═════ Supplied records

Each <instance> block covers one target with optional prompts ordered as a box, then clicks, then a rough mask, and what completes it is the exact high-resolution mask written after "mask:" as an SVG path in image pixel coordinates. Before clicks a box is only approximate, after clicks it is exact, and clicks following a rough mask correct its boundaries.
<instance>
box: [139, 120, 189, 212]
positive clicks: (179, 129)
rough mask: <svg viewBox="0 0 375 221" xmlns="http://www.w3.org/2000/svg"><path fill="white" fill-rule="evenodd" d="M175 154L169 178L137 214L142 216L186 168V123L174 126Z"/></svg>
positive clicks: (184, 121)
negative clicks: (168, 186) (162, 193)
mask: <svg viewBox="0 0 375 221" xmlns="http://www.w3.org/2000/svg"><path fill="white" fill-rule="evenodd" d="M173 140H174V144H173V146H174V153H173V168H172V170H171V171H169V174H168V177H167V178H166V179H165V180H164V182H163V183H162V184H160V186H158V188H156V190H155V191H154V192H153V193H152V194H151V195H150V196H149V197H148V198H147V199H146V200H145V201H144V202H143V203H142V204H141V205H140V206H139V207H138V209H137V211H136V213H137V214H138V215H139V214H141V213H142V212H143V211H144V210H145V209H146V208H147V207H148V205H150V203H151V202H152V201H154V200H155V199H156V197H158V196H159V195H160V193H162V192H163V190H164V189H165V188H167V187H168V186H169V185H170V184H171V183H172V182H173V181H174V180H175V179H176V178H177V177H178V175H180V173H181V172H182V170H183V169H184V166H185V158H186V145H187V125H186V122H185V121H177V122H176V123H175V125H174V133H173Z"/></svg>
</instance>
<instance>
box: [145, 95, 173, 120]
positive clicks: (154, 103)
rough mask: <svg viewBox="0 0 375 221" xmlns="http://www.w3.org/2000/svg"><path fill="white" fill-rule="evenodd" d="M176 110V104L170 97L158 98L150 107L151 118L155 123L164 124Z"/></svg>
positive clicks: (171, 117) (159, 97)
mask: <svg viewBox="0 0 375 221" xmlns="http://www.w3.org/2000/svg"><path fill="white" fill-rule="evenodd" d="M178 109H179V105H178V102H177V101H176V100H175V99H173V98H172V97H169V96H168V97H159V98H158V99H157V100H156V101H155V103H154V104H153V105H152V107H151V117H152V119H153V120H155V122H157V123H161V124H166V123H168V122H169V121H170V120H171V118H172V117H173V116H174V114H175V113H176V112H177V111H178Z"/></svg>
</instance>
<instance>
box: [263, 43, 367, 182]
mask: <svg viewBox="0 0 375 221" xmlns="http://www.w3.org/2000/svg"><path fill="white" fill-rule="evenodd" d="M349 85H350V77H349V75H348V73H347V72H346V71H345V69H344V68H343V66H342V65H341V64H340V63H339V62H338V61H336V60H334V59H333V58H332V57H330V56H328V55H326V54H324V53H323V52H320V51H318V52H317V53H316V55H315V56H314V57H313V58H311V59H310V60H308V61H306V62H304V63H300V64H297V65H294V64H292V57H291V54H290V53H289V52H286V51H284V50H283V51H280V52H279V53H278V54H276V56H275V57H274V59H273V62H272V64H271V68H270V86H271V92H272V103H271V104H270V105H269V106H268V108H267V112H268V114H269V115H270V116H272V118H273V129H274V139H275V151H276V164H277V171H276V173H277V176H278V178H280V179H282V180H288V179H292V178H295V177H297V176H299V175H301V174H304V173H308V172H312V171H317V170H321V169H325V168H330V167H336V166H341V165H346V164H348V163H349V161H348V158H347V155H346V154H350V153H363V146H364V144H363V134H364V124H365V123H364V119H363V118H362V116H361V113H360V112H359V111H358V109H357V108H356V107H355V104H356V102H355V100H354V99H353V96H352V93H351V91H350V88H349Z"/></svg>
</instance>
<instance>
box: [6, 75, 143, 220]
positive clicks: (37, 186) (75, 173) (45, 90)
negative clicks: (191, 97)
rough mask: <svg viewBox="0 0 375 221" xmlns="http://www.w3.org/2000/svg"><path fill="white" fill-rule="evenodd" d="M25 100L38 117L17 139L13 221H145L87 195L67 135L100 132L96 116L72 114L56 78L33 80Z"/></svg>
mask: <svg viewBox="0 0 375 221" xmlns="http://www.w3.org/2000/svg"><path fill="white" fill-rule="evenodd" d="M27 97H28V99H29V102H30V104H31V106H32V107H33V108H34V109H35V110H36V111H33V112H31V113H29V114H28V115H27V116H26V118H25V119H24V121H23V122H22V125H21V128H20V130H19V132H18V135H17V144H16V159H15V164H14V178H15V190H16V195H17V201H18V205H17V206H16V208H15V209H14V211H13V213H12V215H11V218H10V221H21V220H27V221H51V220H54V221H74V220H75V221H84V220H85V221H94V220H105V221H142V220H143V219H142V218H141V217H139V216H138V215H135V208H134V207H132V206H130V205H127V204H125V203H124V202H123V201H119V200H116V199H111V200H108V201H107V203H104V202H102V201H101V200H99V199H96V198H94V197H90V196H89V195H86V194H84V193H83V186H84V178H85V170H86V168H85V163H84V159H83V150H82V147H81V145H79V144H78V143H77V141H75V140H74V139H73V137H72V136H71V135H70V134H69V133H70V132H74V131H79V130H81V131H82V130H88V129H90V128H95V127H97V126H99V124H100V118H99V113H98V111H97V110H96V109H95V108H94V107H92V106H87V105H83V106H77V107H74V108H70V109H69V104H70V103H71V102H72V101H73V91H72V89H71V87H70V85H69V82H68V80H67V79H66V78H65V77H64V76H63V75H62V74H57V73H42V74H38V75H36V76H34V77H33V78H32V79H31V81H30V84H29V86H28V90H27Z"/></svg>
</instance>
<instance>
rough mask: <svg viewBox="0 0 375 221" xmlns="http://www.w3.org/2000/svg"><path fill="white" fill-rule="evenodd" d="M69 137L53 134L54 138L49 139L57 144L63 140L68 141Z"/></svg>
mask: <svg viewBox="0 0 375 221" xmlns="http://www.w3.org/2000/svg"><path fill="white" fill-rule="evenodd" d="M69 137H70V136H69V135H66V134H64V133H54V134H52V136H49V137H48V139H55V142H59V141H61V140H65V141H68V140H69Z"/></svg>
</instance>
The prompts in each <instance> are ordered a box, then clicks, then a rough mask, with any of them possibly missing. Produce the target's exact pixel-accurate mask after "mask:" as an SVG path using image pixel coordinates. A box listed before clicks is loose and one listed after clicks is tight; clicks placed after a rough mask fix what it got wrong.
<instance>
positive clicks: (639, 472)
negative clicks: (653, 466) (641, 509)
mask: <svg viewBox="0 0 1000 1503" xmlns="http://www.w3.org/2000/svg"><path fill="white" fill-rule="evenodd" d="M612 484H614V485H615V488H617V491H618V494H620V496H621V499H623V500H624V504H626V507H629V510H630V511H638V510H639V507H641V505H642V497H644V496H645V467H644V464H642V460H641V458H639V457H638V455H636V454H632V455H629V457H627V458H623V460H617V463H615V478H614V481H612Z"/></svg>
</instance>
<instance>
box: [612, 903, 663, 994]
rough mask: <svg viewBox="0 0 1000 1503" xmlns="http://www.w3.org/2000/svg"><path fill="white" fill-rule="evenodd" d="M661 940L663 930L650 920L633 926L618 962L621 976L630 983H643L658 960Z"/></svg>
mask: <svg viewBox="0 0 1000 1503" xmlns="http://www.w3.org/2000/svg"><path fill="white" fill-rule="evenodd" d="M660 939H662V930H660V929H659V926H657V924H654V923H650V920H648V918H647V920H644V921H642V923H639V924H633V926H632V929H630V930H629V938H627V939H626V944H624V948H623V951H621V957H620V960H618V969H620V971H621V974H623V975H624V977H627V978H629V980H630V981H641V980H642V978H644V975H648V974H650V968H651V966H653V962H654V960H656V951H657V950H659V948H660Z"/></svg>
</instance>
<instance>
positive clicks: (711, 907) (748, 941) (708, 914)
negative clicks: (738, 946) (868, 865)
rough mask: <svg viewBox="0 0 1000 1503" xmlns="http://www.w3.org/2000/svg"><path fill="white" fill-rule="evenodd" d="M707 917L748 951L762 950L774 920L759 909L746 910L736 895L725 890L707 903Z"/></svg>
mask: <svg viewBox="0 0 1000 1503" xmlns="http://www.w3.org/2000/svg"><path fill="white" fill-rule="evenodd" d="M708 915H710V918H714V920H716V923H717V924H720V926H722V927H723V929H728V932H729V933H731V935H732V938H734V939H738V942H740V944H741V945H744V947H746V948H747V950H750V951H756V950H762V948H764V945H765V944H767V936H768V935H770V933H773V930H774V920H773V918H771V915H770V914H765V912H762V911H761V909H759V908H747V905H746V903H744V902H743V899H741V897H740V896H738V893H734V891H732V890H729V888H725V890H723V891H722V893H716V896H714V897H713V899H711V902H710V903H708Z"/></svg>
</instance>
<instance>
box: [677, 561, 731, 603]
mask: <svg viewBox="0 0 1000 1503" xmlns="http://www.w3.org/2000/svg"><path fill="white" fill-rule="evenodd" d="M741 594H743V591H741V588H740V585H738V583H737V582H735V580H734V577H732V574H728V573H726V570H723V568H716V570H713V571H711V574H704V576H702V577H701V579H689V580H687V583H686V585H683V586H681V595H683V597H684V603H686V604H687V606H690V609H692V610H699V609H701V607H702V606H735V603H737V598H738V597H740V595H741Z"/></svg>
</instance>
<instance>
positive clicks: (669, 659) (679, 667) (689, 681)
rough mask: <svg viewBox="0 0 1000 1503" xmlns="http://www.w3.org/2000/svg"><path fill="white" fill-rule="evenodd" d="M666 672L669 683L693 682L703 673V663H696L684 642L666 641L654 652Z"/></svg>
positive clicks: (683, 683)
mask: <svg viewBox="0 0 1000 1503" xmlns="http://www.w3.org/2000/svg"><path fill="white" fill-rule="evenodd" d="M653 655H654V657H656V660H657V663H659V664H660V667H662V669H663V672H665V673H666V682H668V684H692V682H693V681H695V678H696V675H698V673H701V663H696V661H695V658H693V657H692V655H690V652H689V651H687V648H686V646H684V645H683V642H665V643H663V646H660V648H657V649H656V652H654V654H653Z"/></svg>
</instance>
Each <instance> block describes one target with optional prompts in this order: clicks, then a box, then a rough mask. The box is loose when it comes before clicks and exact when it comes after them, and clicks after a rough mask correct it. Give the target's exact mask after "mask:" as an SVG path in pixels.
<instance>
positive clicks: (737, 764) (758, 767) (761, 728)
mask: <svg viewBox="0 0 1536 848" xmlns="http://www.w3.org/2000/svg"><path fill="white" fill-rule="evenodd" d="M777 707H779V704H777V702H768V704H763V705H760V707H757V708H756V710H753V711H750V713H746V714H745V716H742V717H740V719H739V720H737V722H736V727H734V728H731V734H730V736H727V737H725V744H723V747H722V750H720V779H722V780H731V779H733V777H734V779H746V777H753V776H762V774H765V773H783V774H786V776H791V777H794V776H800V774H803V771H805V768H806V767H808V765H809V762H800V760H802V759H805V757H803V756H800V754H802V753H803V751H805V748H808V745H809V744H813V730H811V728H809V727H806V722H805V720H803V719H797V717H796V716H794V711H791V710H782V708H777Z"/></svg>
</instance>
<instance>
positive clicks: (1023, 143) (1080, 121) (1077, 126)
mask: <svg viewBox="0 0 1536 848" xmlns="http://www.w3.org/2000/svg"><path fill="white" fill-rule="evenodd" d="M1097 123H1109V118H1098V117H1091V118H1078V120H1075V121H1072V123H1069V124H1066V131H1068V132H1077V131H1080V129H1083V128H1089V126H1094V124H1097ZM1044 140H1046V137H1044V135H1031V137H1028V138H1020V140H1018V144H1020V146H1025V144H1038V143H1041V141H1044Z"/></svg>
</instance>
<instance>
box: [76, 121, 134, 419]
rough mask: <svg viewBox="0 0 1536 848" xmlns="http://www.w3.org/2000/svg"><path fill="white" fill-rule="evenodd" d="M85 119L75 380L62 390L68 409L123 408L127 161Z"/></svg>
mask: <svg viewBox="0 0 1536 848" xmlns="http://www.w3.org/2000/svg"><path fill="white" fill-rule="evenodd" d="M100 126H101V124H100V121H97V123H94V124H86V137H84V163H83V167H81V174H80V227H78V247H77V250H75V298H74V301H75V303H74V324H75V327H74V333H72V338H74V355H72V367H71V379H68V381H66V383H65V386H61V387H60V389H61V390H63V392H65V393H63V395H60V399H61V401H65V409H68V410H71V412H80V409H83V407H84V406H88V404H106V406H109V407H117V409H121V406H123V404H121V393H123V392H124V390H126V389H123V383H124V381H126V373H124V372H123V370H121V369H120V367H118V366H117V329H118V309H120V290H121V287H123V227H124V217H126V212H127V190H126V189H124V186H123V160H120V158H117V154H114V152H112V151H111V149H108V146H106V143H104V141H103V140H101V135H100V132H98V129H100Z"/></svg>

══════════

> _Task statement_: Copy the data word for word, starting with its first line and going on through the line that contains "positive clicks: (179, 129)".

> _Solution_:
Each <instance> block covers one target with optional prompts ordered as a box, then clicks, then a rough mask, and what completes it is the exact high-resolution mask written after "mask:" as an SVG path in image pixel coordinates. Before clicks a box is only approximate, after clicks it is exact, and clicks following a rough mask correct its boundaries.
<instance>
box: [139, 120, 189, 212]
positive clicks: (179, 129)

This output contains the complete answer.